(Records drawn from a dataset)
<<<<

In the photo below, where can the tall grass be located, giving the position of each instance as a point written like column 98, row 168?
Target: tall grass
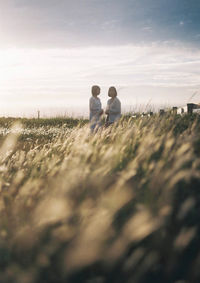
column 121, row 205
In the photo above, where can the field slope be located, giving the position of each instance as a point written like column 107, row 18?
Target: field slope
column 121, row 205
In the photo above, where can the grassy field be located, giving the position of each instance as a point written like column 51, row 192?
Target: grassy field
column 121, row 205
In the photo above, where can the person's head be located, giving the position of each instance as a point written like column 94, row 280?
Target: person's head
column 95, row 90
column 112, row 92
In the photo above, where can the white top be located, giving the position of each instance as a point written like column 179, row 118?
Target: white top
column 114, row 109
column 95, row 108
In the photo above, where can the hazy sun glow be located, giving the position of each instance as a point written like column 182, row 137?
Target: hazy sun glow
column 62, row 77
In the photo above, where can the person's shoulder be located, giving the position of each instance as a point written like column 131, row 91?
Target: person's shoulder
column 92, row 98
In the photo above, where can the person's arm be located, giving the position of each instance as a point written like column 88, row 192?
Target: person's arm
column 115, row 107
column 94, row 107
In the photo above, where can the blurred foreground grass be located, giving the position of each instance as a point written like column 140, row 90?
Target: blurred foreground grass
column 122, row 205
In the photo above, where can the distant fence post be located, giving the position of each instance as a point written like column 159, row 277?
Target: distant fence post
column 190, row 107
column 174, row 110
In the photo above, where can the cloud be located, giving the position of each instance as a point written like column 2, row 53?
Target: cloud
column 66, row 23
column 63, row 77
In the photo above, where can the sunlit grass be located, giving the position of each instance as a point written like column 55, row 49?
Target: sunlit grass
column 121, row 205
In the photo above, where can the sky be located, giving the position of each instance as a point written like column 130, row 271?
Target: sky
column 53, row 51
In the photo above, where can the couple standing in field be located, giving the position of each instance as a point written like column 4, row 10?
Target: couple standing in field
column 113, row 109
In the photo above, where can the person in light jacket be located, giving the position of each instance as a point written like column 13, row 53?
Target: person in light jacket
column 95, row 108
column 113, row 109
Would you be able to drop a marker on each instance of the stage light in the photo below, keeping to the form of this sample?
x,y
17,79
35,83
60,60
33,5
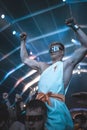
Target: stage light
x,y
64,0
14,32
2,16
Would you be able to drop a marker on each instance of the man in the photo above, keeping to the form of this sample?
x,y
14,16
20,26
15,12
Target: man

>>>>

Your instructions —
Text only, no pictures: copy every entry exactly.

Task answer —
In the photo below, where can the tall grass be located, giving the position of each instance as a point written like column 98, row 168?
Target: tall grass
column 121, row 205
In the photo above, where can the field slope be located, giving the position of each instance as a point written like column 107, row 18?
Target: field slope
column 121, row 205
In the photo above, where can the grassy field be located, giving the position of each instance as a point written like column 51, row 192?
Target: grassy field
column 121, row 205
In the photo above, where can the person's head be located, giving the position of each instance as a point written like column 94, row 280?
Target: person's head
column 95, row 90
column 112, row 92
In the photo above, where can the white top be located, giving the position of each instance as a point written like column 179, row 118?
Target: white top
column 114, row 109
column 95, row 108
In the photo above, where can the hazy sun glow be located, giving the position of each instance as a point written like column 182, row 137?
Target: hazy sun glow
column 62, row 77
In the photo above, where can the person's shoulder be located, giving the position of each instance as a point written like column 131, row 91?
Target: person's shoulder
column 92, row 98
In the photo above, where can the person's arm be located, giving the position of each instance as a point written like column 88, row 192?
Target: person's arm
column 115, row 107
column 94, row 107
In the photo above, where can the blurred foreground grass be located, giving the position of each instance as a point written like column 140, row 90?
Target: blurred foreground grass
column 122, row 205
In the photo above, where can the distant fence post be located, giving the position of each instance as a point written like column 159, row 277?
Target: distant fence post
column 190, row 107
column 174, row 110
In the photo above, where can the cloud be located, giving the position of each instance as a point written like column 2, row 53?
Target: cloud
column 66, row 23
column 63, row 77
In the photo above, where can the sunlit grass be located, giving the position of each instance as a point written like column 55, row 49?
Target: sunlit grass
column 121, row 205
In the photo above, where can the sky be located, giving the position of each instance as a point written like column 130, row 271?
Target: sky
column 53, row 51
In the photo above, where can the couple standing in field be located, giving the position of each instance as a point written like column 4, row 10?
Target: couple standing in field
column 113, row 109
In the photo above, where can the person in light jacket be located, giving the position of each instance as a point written like column 13, row 53?
Target: person in light jacket
column 95, row 108
column 113, row 109
Would you be able to drop a marker on each instance of the stage light in the photo below, keeping to the form of this sample?
x,y
17,79
35,83
60,60
33,5
Target: stage light
x,y
64,0
14,32
2,16
Would you be able to drop a marker on each instance of the man in the photo above, keeping to the form of this sample?
x,y
14,16
20,26
15,12
Target: man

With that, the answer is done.